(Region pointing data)

▼

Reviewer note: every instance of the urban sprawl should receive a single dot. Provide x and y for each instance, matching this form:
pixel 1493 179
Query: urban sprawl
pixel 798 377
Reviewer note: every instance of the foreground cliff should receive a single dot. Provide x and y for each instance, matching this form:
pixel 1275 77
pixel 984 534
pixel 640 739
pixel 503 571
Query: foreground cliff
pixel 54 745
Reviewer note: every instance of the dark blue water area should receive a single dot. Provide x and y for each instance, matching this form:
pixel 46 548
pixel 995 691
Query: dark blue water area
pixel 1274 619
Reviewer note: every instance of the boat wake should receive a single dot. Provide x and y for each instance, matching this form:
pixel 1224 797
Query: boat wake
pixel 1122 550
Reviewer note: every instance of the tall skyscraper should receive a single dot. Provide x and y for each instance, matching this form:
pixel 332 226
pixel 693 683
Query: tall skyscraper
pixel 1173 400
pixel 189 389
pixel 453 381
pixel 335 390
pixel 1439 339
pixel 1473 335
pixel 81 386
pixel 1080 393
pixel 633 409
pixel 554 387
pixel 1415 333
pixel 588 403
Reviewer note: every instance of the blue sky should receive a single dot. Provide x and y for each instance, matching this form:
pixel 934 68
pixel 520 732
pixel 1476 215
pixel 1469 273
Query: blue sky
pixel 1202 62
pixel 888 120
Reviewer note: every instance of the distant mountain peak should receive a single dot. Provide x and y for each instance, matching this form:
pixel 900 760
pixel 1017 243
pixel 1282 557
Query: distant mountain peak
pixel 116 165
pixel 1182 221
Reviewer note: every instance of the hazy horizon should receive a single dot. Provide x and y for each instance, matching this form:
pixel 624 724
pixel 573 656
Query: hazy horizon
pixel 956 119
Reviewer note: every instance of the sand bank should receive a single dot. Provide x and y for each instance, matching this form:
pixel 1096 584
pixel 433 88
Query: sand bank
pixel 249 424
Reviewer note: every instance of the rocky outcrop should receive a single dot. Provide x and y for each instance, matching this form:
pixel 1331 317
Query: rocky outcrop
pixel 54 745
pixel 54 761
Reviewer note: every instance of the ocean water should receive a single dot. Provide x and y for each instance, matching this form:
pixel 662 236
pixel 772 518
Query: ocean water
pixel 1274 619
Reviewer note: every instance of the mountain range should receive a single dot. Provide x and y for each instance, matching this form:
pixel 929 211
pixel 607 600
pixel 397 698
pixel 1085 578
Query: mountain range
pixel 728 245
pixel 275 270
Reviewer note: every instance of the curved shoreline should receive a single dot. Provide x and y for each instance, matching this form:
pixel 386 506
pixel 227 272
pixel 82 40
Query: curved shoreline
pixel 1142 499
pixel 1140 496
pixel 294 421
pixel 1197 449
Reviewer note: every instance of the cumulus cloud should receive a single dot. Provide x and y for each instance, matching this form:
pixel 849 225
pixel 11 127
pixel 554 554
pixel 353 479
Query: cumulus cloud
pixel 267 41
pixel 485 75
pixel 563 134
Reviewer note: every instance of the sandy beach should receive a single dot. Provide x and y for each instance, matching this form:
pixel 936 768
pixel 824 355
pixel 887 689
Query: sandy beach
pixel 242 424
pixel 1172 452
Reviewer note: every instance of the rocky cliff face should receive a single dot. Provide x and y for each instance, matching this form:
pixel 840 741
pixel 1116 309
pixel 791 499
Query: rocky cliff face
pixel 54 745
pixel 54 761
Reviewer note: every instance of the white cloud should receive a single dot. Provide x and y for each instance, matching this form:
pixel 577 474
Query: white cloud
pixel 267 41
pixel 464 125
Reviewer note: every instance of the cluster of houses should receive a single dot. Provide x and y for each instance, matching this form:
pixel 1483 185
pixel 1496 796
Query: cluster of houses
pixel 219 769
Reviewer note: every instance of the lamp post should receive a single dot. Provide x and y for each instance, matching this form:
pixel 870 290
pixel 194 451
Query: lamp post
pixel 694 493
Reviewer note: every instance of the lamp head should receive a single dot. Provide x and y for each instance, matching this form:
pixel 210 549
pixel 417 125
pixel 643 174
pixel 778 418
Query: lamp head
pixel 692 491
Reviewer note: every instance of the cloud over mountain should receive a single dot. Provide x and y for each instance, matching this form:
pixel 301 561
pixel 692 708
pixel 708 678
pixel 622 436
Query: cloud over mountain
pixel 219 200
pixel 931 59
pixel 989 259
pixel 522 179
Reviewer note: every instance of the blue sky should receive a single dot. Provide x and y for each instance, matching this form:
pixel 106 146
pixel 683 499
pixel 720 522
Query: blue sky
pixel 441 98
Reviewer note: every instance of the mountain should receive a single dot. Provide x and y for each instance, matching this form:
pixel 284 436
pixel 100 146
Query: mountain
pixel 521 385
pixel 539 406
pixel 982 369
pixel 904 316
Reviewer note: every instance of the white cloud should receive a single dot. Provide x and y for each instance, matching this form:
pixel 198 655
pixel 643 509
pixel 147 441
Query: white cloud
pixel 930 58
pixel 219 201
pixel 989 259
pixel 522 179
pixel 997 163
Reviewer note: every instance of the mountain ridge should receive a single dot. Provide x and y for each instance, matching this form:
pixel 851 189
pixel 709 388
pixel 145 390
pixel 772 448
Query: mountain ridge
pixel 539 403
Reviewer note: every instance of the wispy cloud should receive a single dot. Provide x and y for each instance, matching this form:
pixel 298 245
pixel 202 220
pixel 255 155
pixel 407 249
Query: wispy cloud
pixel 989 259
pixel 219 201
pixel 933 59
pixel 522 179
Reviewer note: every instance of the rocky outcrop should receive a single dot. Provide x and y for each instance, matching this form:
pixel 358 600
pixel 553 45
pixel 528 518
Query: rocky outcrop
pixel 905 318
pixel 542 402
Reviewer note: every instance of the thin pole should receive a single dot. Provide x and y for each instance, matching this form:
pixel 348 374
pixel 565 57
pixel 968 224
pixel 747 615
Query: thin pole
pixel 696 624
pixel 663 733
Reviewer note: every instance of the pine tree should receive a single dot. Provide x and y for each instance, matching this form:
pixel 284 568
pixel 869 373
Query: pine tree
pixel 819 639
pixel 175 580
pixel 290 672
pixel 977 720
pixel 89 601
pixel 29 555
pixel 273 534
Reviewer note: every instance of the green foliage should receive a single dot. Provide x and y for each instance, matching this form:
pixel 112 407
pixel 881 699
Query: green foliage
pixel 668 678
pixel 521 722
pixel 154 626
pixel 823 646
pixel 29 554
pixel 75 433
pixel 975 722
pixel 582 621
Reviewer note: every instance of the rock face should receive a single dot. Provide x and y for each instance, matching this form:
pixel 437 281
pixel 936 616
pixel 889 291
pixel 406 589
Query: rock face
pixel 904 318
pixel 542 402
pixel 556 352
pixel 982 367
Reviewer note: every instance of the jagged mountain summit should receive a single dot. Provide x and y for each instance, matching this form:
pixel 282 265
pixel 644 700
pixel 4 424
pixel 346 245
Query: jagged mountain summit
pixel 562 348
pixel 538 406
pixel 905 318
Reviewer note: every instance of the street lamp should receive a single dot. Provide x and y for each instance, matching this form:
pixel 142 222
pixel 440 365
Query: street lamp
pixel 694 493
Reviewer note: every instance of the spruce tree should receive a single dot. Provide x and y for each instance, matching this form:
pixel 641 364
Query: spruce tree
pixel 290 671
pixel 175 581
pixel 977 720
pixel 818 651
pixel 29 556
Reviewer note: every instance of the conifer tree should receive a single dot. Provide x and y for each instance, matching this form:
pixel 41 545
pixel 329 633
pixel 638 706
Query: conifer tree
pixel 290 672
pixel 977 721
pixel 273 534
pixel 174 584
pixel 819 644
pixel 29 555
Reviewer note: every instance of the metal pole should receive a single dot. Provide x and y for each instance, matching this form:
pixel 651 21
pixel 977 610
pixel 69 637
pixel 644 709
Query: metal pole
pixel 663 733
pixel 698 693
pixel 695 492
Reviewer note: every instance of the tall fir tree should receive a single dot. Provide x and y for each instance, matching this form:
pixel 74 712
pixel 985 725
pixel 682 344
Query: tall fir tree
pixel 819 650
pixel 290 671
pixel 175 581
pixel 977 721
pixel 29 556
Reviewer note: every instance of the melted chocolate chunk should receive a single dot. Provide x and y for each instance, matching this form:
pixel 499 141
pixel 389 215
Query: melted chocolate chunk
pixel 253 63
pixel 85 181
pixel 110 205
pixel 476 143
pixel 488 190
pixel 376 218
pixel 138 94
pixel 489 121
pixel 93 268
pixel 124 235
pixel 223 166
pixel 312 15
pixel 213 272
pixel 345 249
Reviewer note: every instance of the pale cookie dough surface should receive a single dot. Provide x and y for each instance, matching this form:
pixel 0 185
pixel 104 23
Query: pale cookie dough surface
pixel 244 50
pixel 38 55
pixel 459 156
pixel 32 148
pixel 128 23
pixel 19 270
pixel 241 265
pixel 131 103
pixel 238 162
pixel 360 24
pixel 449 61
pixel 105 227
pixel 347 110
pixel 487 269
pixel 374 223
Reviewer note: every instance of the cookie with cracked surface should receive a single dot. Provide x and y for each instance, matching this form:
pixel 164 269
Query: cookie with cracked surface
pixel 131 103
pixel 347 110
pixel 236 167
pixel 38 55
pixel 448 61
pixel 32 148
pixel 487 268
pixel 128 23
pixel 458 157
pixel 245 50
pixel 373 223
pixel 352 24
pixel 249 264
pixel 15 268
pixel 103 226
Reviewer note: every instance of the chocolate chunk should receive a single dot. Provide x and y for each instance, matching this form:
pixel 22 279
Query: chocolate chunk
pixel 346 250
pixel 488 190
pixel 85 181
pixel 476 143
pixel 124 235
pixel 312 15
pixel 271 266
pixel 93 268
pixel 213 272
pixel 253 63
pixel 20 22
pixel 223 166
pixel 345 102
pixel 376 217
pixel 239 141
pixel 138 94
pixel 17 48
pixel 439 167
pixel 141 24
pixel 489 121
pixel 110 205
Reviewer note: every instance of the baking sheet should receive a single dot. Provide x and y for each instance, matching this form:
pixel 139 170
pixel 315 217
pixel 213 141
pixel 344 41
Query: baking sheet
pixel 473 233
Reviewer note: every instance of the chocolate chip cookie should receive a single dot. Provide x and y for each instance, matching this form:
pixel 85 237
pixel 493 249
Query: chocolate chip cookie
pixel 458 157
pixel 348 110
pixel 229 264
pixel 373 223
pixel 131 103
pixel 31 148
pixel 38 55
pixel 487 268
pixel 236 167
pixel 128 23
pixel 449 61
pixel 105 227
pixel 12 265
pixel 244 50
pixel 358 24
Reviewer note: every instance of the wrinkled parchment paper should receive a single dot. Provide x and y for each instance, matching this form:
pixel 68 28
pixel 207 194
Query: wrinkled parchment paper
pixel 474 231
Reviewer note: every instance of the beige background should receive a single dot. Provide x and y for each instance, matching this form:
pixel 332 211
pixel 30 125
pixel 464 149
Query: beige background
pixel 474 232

▲

■ **BRIEF**:
What is needed is an exact copy of the lines above, from the one containing "pixel 985 725" through the one containing "pixel 389 215", with nothing added.

■ **WRITTEN RESPONSE**:
pixel 985 725
pixel 682 344
Query: tall fir tree
pixel 819 650
pixel 290 671
pixel 175 581
pixel 977 721
pixel 29 556
Reviewer note: every instance of the melted chocolate chunk should receive a single dot. Provide x and y for each instance, matching this form:
pixel 499 141
pixel 389 215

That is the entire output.